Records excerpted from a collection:

Content starts

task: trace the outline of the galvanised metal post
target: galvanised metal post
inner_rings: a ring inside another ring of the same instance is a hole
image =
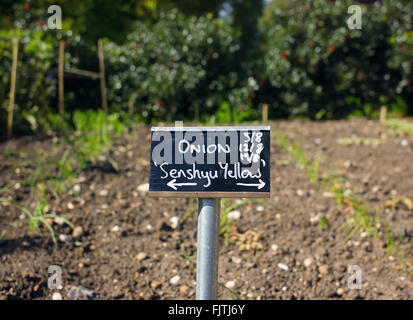
[[[217,299],[221,199],[199,199],[196,299]]]

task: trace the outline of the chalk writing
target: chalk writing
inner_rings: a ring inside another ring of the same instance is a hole
[[[269,127],[152,128],[149,191],[268,196]]]

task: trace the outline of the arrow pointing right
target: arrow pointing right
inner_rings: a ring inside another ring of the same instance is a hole
[[[265,182],[262,181],[261,179],[259,180],[260,183],[241,183],[241,182],[237,182],[237,185],[239,186],[245,186],[245,187],[258,187],[259,189],[264,188],[265,186]]]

Content ends

TASK PROMPT:
Text only, pictures out: give every record again as written.

RESPONSE BOX:
task: trace the outline of the galvanised metal post
target: galvanised metal post
inner_rings: a ring inside another ring of the same instance is a hole
image =
[[[217,299],[221,199],[199,199],[196,299]]]

task: trace the outline of the chalk writing
target: chalk writing
inner_rings: a ring inside another ring of the same instance is a hole
[[[269,127],[152,128],[149,191],[268,196]]]

task: trace the outline of the arrow pointing right
target: arrow pointing right
inner_rings: a ring inside another ring of the same instance is a hole
[[[265,182],[262,181],[261,179],[259,180],[260,183],[241,183],[241,182],[237,182],[237,185],[239,186],[245,186],[245,187],[258,187],[259,189],[264,188],[265,186]]]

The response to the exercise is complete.